- _INFORMATION GIVEN_
***
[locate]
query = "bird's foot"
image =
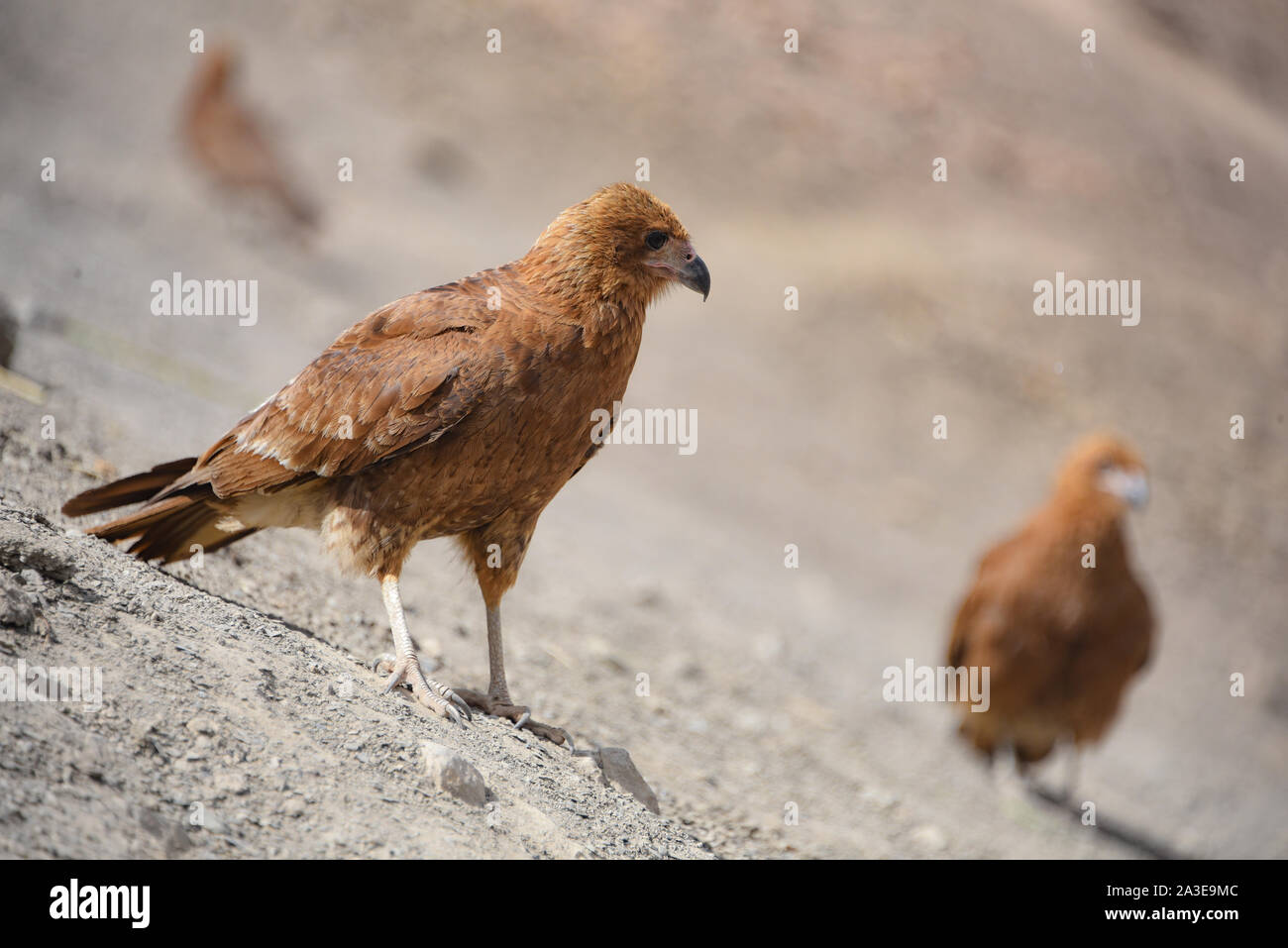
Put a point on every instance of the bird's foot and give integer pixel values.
(500, 706)
(438, 698)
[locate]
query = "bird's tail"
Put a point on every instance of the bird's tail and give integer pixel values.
(167, 528)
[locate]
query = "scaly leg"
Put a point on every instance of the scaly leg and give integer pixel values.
(438, 698)
(497, 698)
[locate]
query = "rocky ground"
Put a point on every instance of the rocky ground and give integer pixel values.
(239, 693)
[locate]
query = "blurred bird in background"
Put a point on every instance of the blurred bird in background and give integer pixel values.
(1056, 613)
(228, 142)
(456, 411)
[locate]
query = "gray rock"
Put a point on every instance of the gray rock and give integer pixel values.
(447, 771)
(622, 773)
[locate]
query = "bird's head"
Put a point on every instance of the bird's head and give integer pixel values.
(1106, 471)
(623, 244)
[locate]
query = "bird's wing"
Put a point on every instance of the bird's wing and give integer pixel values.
(1016, 622)
(397, 380)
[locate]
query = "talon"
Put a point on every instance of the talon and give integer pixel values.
(462, 703)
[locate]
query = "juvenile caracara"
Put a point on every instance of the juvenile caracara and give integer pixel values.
(456, 411)
(228, 142)
(1060, 636)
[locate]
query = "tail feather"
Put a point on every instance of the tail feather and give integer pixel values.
(132, 489)
(170, 528)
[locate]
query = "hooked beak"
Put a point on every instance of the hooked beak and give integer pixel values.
(696, 275)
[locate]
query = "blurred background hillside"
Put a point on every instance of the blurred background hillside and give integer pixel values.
(915, 299)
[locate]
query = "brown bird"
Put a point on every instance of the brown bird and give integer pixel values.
(230, 143)
(1060, 633)
(456, 411)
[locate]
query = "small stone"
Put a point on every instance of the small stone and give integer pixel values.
(201, 724)
(590, 768)
(450, 772)
(930, 837)
(622, 773)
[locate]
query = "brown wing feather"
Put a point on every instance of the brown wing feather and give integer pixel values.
(397, 380)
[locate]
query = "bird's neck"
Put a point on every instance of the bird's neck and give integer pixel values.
(606, 305)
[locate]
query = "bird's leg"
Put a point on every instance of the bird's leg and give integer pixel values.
(497, 698)
(439, 698)
(1070, 772)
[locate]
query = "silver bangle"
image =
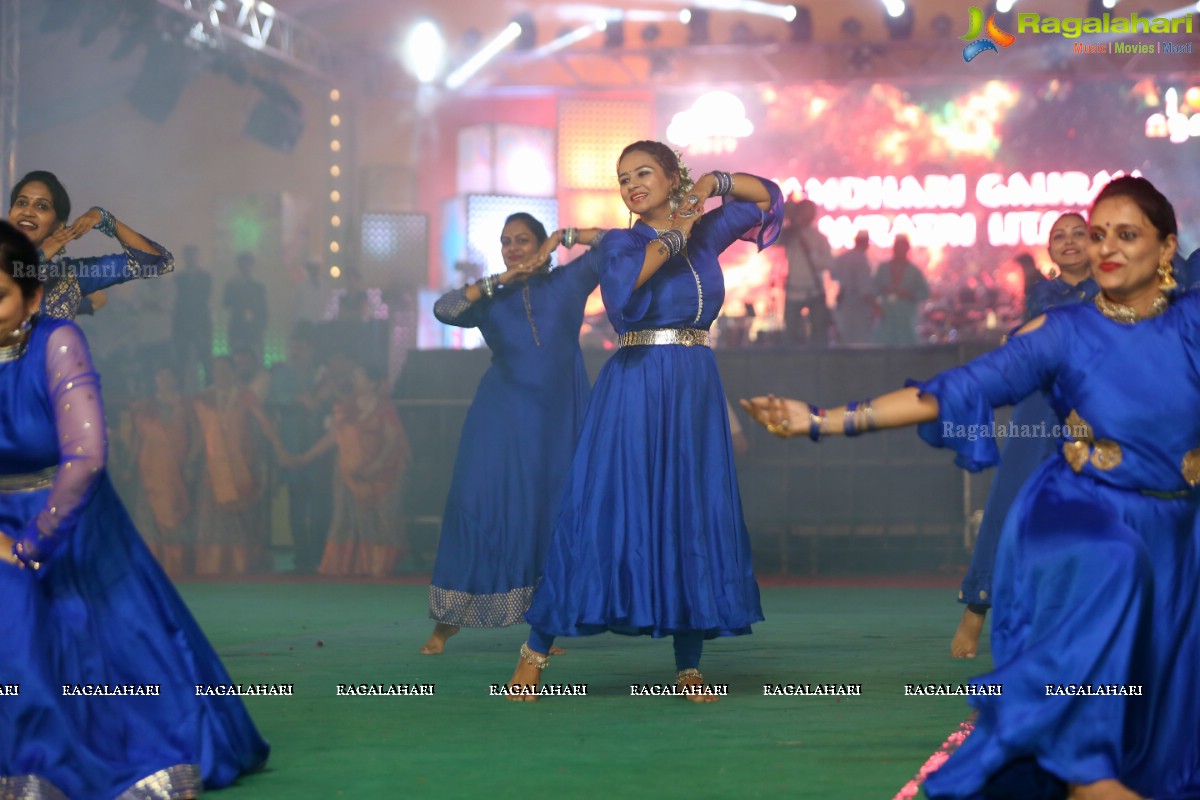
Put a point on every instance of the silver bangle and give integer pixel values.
(673, 240)
(724, 182)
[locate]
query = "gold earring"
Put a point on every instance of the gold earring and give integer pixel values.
(1167, 275)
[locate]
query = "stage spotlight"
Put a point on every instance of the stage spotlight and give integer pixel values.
(528, 37)
(424, 50)
(277, 119)
(898, 18)
(615, 32)
(697, 25)
(802, 24)
(489, 52)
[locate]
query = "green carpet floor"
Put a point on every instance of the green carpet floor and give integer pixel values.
(461, 743)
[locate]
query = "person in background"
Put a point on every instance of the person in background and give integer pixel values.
(162, 438)
(366, 536)
(40, 208)
(1032, 280)
(649, 539)
(856, 293)
(520, 431)
(231, 537)
(298, 401)
(312, 295)
(1096, 632)
(900, 288)
(1023, 455)
(84, 600)
(807, 317)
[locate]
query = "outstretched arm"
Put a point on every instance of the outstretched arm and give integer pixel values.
(791, 417)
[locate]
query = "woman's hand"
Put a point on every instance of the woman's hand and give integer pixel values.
(54, 244)
(544, 252)
(81, 227)
(780, 415)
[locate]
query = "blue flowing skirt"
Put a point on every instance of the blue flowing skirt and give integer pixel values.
(102, 612)
(651, 539)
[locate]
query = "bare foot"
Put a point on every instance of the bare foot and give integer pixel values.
(526, 678)
(1103, 791)
(437, 641)
(696, 680)
(966, 639)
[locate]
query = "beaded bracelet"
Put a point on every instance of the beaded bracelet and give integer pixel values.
(850, 421)
(816, 421)
(673, 240)
(724, 182)
(107, 224)
(869, 413)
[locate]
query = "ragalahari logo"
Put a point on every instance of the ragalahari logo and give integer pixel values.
***
- _WHAT TO WORK ON_
Your copy of the data above should match it exactly, apart from the images.

- _ANSWER TO THIS TASK_
[locate]
query = "bird's foot"
image =
Put a point on every instance of the bird's foot and give integer pixel values.
(500, 706)
(438, 698)
[locate]
query = "bird's tail"
Put a point on every instance of the bird's tail and give integer pixel values.
(167, 528)
[locate]
query = "scaly leg"
Put a point on every instance of the scaly leg and give integer pixel values.
(438, 698)
(497, 698)
[locate]
query = "rocky ground"
Put a point on every instance of the rocky ground and give integer pixel values.
(239, 693)
[locate]
query = "blurred bird in background"
Put a point on every instance of the blurred bird in background and give integer pixel values.
(1056, 613)
(228, 142)
(456, 411)
[locate]
query = "gray rock"
Put a point on every instance of the gray rock and give integer pixel values.
(447, 771)
(622, 773)
[locate]
query = "bird's head"
Put a point on every instance of the bird's head and give integer pixel values.
(1106, 471)
(623, 244)
[locate]
query = "bird's wing"
Put a point on every instance of the bird's wing and give integer pixel values.
(1016, 622)
(397, 380)
[locate]
query = "talon"
Put a point on every instance of the talon and give integer pixel values.
(462, 703)
[locate]
query = "juvenile caracara"
Put a point on every instance of the juvenile caracara and give integer pixel values.
(456, 411)
(228, 142)
(1060, 636)
[locate]
query = "tail feather"
Put a point on every instance of the tail feather and give integer pixel values.
(132, 489)
(170, 528)
[locate]
query = "hooked beak"
Put a point on every instance of the hooked beak and give integer pixel values.
(696, 275)
[locate]
query = "blurred background hillside"
Put a point on every instance of the blurred background hillside and give integer pixel values.
(915, 299)
[locate]
query = "brown bird"
Put a point on every instance of the brown bird and give integer pixel values.
(230, 143)
(1060, 633)
(456, 411)
[locate]
query = "small stone"
Put a point on every instance of the small stone and give integer pixel values.
(201, 724)
(590, 768)
(450, 772)
(930, 837)
(622, 773)
[locate]
query = "brown wing feather"
Put a point on every instance of the brown wing feather and give integer pixel values.
(397, 380)
[locate]
query = "bird's neck"
Put a point on every instance of the bird's neck and give integer pixel values.
(606, 305)
[locate]
query = "bird's leg"
Put a point on every instance of the bird's leg and give integer pixel values.
(497, 698)
(439, 698)
(1070, 772)
[locate]
query = "silver bangle"
image =
Put a point on every instance of the silver bangle and give integer pixel values.
(673, 240)
(724, 182)
[locate]
query = "gold earring"
Put a point on every instance of the gold earring and give integer pixel values.
(1167, 275)
[locate]
query = "stage spotlight"
Put a point on every instance of the stage spotlight and give integer pixel values.
(528, 37)
(424, 50)
(277, 119)
(898, 18)
(615, 32)
(697, 25)
(802, 24)
(489, 52)
[locate]
query = "green carpet floor"
Put a point on every instance of the green carpet floor and give integer pixel values.
(461, 743)
[locate]
query = "person in background"
Put a point on every instance of the person in background and give integer pixel values.
(162, 438)
(366, 536)
(40, 208)
(1032, 280)
(649, 539)
(856, 293)
(520, 431)
(231, 537)
(298, 401)
(312, 295)
(1096, 632)
(900, 288)
(1023, 455)
(84, 600)
(807, 317)
[locate]
query = "outstretched arm"
Put a point on every instance of the outstretched arm and give integer pixel values.
(791, 417)
[locate]
query = "woman's hand"
Put a point on every instance of the woman's hand and give integer pixel values.
(54, 244)
(544, 252)
(81, 227)
(780, 415)
[locate]
query = "blue flowing skirt"
Put a point on every instance of the blue flowing skirt and give integer pixel values.
(102, 612)
(651, 539)
[locate]
query = "bare foot"
Put a point on every instance of the bare foot and give integer pixel values.
(526, 678)
(1103, 791)
(437, 641)
(696, 680)
(966, 639)
[locate]
query = "beaded bracelet"
Put a point on every instance of the beaded bracelet and give integer pixel values.
(850, 421)
(816, 421)
(673, 240)
(724, 182)
(107, 224)
(869, 413)
[locate]
query = "ragalahari logo"
Put a point on every instance of the ragalahari logo and give integer pixel values.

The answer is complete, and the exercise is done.